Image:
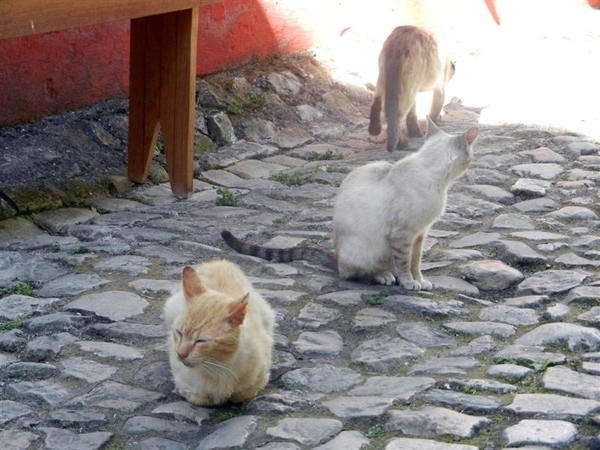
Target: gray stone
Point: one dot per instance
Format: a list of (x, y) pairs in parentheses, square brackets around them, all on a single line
[(386, 353), (576, 336), (444, 366), (424, 444), (509, 371), (128, 331), (570, 382), (468, 403), (530, 187), (556, 313), (551, 282), (110, 350), (46, 347), (348, 440), (481, 328), (490, 275), (81, 419), (314, 315), (493, 193), (425, 306), (308, 431), (71, 284), (552, 407), (322, 378), (112, 305), (326, 342), (528, 354), (10, 410), (159, 444), (39, 391), (17, 440), (433, 421), (483, 385), (17, 306), (554, 433), (583, 293), (592, 316), (545, 171), (478, 346), (513, 222), (358, 407), (58, 221), (30, 370), (55, 322), (87, 370), (183, 411), (476, 239), (422, 334), (59, 439), (398, 388), (132, 264), (116, 396), (369, 318), (144, 424), (510, 315)]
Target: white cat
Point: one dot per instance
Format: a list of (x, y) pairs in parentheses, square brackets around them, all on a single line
[(383, 212)]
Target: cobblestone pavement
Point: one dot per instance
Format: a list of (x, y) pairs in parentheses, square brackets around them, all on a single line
[(504, 352)]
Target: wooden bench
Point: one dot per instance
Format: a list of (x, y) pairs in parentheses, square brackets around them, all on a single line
[(162, 69)]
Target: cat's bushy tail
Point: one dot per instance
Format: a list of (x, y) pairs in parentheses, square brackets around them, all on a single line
[(313, 254), (391, 103)]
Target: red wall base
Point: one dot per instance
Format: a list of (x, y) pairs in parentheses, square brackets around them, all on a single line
[(45, 74)]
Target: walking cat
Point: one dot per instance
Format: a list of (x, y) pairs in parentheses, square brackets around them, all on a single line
[(220, 335), (382, 214), (410, 62)]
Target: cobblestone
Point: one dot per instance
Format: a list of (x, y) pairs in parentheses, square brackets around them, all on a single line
[(492, 357)]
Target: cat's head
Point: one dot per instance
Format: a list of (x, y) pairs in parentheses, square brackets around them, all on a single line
[(209, 330), (456, 150)]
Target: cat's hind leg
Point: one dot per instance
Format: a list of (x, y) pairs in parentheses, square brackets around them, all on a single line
[(412, 124), (415, 262), (437, 103), (402, 249)]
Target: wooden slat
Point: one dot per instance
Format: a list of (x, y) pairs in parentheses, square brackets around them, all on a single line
[(28, 17), (178, 74), (144, 94)]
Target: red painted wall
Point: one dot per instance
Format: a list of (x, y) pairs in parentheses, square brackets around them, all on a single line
[(45, 74)]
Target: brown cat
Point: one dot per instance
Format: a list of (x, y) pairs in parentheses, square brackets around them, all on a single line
[(221, 334), (410, 62)]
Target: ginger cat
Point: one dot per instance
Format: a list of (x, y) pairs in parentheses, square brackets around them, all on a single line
[(221, 335), (382, 214), (410, 62)]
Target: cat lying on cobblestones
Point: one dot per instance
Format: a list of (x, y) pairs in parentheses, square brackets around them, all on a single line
[(383, 212), (221, 334), (410, 62)]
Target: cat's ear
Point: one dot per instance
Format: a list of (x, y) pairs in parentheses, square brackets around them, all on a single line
[(431, 128), (238, 312), (192, 285), (470, 135)]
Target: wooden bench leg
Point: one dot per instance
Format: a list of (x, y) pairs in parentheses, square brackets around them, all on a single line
[(144, 94), (177, 101), (162, 88)]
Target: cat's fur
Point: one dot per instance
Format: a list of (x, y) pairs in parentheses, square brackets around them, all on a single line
[(410, 62), (220, 335), (383, 212)]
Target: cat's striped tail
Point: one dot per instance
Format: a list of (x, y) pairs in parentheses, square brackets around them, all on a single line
[(313, 254)]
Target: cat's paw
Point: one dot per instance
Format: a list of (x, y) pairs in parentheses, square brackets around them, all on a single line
[(385, 278), (425, 284)]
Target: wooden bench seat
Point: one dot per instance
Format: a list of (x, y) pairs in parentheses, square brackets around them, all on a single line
[(162, 69)]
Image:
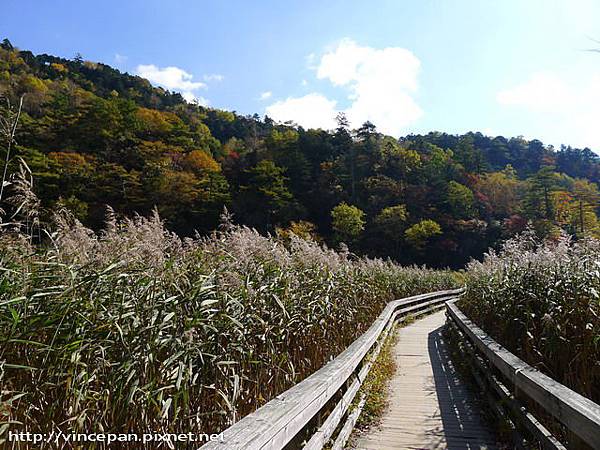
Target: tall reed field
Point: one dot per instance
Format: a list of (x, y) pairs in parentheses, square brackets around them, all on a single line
[(135, 329), (541, 300)]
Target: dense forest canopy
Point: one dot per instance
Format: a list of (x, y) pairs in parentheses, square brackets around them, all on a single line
[(93, 136)]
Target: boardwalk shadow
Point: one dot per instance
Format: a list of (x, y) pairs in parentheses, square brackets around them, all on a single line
[(462, 426)]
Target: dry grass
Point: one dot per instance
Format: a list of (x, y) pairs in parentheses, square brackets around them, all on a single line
[(541, 300), (136, 330)]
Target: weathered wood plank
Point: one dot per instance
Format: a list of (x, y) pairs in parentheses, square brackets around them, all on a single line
[(429, 407), (277, 422), (528, 420), (579, 414)]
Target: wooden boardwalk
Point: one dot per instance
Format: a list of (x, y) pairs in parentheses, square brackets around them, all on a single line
[(430, 408)]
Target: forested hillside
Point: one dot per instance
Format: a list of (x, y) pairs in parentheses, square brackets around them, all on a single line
[(93, 136)]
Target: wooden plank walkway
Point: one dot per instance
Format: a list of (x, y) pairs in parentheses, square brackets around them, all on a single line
[(430, 408)]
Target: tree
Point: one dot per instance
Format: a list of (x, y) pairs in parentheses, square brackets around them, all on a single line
[(587, 196), (460, 199), (392, 221), (502, 191), (347, 221), (418, 234), (264, 199)]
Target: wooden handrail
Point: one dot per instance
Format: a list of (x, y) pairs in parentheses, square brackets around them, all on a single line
[(275, 424), (578, 413)]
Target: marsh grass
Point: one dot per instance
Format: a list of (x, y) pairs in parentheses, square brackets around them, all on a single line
[(541, 300), (135, 329)]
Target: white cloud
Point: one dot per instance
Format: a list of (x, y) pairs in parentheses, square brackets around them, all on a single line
[(569, 110), (120, 59), (174, 79), (213, 77), (311, 111), (380, 84), (543, 91)]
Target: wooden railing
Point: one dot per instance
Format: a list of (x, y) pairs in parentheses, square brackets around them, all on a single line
[(310, 413), (507, 380)]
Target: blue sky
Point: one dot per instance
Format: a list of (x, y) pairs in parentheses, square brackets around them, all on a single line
[(510, 67)]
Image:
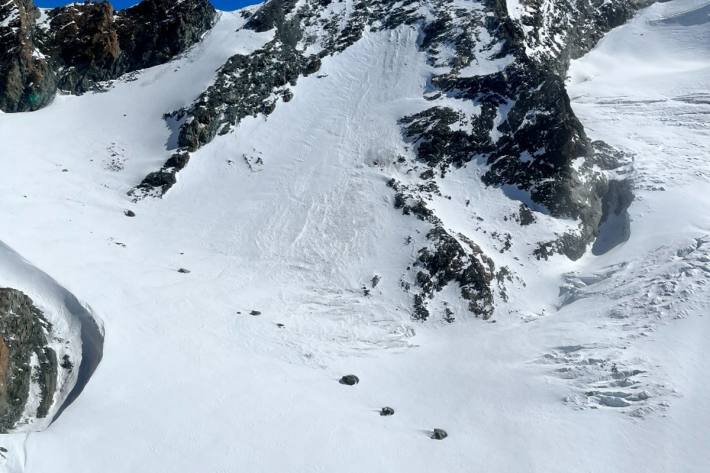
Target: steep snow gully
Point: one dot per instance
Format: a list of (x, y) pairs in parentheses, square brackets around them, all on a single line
[(278, 263)]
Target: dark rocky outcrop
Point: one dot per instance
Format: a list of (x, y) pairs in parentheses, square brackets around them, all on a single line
[(27, 81), (77, 47), (25, 358), (459, 260), (349, 380)]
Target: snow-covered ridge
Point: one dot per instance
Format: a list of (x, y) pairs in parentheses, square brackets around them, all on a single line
[(279, 260), (74, 340)]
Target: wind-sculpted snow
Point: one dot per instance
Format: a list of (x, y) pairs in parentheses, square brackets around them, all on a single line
[(489, 100), (317, 222)]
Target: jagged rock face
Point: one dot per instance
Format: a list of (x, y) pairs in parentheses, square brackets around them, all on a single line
[(28, 365), (78, 46), (27, 82), (523, 126)]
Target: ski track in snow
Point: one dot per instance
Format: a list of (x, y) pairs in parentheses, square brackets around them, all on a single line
[(191, 382)]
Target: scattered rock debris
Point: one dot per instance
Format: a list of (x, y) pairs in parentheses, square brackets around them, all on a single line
[(349, 380)]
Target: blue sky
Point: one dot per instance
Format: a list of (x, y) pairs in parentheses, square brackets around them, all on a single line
[(221, 4)]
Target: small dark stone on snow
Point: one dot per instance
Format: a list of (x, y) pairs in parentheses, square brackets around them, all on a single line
[(349, 380)]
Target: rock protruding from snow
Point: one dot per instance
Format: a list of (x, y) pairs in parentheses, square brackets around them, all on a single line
[(75, 48), (27, 82), (28, 364)]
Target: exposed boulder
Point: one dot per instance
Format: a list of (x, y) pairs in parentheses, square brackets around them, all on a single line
[(349, 380), (28, 365), (78, 46), (27, 81)]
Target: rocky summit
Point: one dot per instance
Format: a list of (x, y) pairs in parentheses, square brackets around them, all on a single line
[(493, 212), (74, 49), (28, 364)]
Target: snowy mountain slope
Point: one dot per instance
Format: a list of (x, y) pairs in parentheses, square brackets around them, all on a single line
[(73, 341), (290, 215)]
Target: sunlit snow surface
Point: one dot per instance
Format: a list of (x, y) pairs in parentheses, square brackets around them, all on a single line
[(613, 381)]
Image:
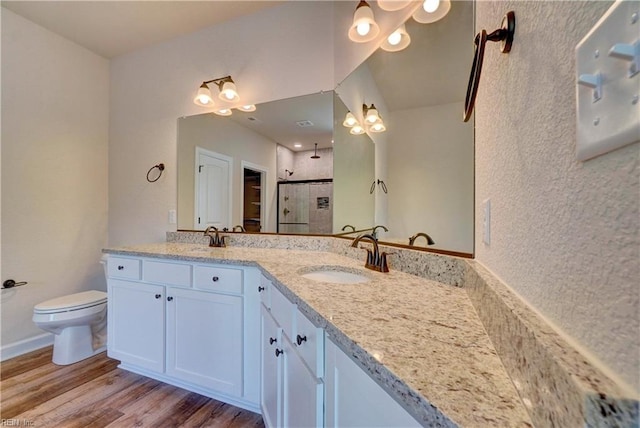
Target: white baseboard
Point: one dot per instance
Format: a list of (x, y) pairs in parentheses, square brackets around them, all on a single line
[(27, 345)]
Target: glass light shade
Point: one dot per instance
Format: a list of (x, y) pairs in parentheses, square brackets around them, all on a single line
[(223, 112), (364, 27), (203, 97), (372, 116), (357, 130), (228, 92), (350, 120), (247, 108), (393, 5), (424, 17), (378, 127), (397, 41)]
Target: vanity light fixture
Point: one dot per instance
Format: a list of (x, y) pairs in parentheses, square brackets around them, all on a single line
[(226, 86), (393, 5), (397, 40), (364, 27), (432, 11), (350, 120)]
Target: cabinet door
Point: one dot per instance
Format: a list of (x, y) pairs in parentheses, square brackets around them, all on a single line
[(204, 339), (271, 384), (136, 324), (303, 392), (353, 399)]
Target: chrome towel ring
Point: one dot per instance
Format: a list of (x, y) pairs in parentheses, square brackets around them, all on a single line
[(504, 34)]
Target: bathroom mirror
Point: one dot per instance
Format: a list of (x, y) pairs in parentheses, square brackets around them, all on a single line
[(424, 159)]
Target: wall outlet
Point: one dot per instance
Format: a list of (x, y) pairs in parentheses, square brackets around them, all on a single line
[(486, 222)]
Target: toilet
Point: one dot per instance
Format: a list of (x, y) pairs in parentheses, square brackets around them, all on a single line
[(79, 323)]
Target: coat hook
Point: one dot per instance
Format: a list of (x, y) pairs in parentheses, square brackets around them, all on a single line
[(504, 34), (160, 168)]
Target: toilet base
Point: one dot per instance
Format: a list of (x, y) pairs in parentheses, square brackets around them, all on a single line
[(74, 344)]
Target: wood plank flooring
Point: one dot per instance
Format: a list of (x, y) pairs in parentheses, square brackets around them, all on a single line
[(95, 393)]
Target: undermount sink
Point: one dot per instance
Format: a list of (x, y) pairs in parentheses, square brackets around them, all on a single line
[(334, 275)]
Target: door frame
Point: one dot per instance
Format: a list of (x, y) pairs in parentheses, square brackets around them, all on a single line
[(202, 151), (264, 171)]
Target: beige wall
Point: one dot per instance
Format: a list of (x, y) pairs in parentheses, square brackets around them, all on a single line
[(55, 100), (564, 233)]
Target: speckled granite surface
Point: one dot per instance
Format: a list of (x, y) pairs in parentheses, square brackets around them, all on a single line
[(558, 385), (420, 339)]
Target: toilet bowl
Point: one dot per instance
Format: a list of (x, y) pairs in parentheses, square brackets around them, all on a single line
[(79, 323)]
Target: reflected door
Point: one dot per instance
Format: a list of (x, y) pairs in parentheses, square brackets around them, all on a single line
[(213, 184)]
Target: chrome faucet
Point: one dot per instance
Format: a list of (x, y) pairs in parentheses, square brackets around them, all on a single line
[(375, 259), (374, 233), (215, 240), (417, 235)]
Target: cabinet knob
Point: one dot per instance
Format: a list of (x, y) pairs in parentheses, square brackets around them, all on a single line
[(301, 339)]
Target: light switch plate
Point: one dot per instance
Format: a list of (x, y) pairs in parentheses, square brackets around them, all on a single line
[(607, 89)]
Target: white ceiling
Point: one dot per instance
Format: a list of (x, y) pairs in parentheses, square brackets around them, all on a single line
[(112, 28)]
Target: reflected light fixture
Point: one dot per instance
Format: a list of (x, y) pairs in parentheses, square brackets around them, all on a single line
[(393, 5), (350, 120), (364, 27), (397, 40), (226, 86), (432, 11), (223, 112), (247, 108)]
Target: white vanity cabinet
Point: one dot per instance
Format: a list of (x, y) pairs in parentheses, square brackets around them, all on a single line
[(292, 388), (190, 324), (354, 399)]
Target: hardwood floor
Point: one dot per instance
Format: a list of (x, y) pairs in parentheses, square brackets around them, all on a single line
[(95, 393)]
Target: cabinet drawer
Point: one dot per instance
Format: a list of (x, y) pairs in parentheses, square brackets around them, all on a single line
[(283, 311), (167, 273), (213, 278), (309, 342), (265, 292), (120, 267)]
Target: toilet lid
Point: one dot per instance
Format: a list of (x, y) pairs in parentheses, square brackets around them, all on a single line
[(72, 302)]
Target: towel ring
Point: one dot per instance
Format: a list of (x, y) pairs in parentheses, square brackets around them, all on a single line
[(160, 168), (504, 34)]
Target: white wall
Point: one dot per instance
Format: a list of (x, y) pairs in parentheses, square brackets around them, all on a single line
[(564, 233), (431, 176), (221, 135), (55, 98)]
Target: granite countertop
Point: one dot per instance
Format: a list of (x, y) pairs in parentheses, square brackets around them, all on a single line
[(420, 339)]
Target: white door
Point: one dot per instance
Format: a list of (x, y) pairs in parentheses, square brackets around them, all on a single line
[(136, 324), (213, 189), (204, 339)]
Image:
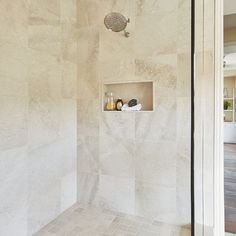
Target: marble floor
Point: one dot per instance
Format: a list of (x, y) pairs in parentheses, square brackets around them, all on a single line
[(230, 186), (93, 221)]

> **What the task asks**:
Taking the records above as input, show every line in which the word "fixture" is present.

> **Result of the task**:
Target: vanity light fixture
Target: reflected light fixture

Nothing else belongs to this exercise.